## BEGIN EXTRACTED RECORDS

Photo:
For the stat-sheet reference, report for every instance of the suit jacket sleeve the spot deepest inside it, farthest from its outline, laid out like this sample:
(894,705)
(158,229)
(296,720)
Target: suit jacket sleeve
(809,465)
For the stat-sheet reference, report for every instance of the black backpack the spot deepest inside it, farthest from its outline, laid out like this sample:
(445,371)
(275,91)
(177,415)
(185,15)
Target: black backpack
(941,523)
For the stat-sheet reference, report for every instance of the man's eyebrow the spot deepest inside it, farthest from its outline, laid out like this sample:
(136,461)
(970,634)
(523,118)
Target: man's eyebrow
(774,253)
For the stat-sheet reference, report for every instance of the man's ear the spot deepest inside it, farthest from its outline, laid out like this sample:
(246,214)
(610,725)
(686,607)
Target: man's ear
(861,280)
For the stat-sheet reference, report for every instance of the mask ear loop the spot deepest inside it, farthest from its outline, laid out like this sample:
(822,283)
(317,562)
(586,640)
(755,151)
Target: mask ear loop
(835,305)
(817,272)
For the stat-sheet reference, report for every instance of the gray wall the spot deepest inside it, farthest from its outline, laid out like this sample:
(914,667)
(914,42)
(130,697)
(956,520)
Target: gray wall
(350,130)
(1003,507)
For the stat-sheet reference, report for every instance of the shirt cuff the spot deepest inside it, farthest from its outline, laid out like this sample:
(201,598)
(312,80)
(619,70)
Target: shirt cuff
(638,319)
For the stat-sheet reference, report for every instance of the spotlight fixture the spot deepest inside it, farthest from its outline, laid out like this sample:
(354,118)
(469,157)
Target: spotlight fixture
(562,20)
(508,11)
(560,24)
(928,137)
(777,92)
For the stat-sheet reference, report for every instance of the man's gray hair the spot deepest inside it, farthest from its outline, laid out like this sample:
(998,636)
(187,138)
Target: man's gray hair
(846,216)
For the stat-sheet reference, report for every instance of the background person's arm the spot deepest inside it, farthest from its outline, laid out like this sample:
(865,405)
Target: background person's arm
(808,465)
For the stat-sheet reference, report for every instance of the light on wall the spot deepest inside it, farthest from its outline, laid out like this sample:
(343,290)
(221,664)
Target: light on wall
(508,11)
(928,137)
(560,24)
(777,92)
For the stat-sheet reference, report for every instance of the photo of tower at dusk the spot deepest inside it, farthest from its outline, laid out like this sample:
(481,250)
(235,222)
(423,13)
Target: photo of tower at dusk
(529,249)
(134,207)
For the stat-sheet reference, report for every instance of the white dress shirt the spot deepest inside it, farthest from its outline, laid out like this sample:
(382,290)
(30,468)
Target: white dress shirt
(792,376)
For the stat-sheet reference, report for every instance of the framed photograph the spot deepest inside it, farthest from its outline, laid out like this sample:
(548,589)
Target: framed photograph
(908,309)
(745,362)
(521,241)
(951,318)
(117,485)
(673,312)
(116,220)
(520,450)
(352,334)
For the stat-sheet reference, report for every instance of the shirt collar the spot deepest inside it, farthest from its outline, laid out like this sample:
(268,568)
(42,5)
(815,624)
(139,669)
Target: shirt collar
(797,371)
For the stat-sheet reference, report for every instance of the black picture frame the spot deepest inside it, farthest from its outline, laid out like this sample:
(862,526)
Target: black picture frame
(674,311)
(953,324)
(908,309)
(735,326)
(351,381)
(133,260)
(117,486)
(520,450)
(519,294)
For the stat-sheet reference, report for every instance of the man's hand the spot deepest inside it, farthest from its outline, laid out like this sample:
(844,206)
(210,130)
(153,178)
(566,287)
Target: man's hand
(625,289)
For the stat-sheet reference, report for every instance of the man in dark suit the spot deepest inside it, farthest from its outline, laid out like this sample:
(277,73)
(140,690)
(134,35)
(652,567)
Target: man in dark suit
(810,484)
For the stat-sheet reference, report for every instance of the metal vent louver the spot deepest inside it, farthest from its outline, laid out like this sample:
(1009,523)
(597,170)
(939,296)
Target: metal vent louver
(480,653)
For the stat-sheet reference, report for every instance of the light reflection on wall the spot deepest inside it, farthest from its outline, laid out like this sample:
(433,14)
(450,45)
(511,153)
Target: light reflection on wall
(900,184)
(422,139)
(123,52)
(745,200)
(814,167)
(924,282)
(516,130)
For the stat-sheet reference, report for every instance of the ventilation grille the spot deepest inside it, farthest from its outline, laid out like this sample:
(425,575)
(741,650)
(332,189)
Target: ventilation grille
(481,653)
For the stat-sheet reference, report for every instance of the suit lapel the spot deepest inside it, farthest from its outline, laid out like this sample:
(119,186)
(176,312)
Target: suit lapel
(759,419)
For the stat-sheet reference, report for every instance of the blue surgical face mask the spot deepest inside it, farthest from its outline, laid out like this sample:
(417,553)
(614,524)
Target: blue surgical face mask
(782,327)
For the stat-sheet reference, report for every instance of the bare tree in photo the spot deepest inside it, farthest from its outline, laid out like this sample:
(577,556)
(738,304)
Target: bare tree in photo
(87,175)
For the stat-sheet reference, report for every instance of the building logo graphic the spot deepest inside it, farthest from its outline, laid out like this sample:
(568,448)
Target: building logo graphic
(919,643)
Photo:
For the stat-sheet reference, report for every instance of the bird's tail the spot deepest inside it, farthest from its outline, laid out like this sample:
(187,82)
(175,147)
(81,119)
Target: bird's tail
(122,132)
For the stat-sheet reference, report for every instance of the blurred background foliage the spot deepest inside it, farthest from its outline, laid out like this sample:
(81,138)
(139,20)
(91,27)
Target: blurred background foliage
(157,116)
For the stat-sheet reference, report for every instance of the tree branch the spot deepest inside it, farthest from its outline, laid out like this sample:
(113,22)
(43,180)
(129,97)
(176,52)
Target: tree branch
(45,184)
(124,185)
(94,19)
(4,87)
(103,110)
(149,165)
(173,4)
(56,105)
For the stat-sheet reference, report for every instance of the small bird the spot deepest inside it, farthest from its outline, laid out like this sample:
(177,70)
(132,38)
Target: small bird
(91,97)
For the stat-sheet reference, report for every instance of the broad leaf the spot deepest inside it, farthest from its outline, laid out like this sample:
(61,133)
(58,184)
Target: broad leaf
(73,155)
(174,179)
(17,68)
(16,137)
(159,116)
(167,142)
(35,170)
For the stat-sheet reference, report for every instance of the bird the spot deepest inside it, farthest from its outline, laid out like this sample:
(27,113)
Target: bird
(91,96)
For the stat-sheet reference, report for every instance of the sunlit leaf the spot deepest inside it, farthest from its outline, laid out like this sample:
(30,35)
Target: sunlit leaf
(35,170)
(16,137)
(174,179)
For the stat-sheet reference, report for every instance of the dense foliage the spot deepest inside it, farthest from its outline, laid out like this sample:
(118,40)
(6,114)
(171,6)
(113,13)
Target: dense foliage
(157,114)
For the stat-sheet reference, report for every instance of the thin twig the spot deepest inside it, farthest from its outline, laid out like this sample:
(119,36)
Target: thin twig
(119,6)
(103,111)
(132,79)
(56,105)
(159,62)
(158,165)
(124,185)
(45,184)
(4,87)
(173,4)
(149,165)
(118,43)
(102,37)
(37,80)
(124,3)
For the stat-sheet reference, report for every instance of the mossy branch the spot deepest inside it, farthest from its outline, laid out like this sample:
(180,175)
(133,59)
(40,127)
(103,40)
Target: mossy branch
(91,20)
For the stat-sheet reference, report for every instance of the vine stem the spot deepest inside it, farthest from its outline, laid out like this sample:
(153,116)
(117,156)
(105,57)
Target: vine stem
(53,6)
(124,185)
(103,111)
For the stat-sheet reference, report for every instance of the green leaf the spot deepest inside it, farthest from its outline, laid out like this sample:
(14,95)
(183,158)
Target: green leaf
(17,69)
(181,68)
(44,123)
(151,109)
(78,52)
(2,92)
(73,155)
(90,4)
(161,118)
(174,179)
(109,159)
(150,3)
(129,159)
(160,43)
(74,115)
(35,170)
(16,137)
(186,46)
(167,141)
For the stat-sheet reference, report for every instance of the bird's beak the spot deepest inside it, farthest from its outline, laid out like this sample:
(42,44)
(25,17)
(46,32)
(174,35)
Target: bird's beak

## END EXTRACTED RECORDS

JOB
Locate the line that contains "the bird the", then please quote it and every line after it to the end of the entries above, exactly and with nothing else.

REPLY TO THE TASK
For the stat-sheet reference, report for every instance of the bird the spot deepest inside it, farthest from its outline, laid out like this sample:
(27,113)
Target: bird
(91,96)
For the stat-sheet reference, report for every instance of the sunlit leaf the spot deepest inside it, farthest from its outline, laid out like this sample:
(30,35)
Target: sunlit leaf
(35,170)
(16,137)
(174,179)
For the stat-sheet reference, report for every instance of the dense foliage the spot deepest inside it, farthest from its outline, laid out like this sample:
(118,40)
(6,114)
(171,6)
(113,13)
Target: dense foliage
(157,114)
For the stat-sheet reference, report for every instance of the thin twig the spot deepest inside it, farthest from its outline, laid out like this sample:
(119,36)
Target: thin twig
(119,6)
(103,111)
(132,79)
(56,105)
(159,62)
(158,165)
(124,185)
(45,184)
(4,87)
(173,4)
(149,165)
(118,43)
(102,37)
(37,80)
(124,3)
For the stat-sheet reference, report for every instance of the mossy branch the spot deepest inside it, farthest from its outline, laid out like this sample:
(180,175)
(133,59)
(40,127)
(103,40)
Target: mossy branch
(91,20)
For the stat-sheet reference, report for every instance of the vine stem the spot deepest inside it, farthest from its outline, laid out like this sample:
(153,116)
(117,156)
(105,57)
Target: vine stem
(53,6)
(124,185)
(103,111)
For the stat-sheet reference, report for every instance of the green leaf the spot deepest inside it, farthest from its outline, laid out like this sample:
(14,95)
(183,158)
Target: green leaf
(17,69)
(181,68)
(44,123)
(151,109)
(78,52)
(2,92)
(73,155)
(90,4)
(161,118)
(174,179)
(109,159)
(150,3)
(129,159)
(160,43)
(74,115)
(35,170)
(16,137)
(186,46)
(167,141)
For the stat-sheet reference, report for every instance of the bird's beak the spot deepest inside it, farthest from its outline, laid out like this sample:
(42,44)
(25,17)
(46,32)
(174,35)
Target: bird's beak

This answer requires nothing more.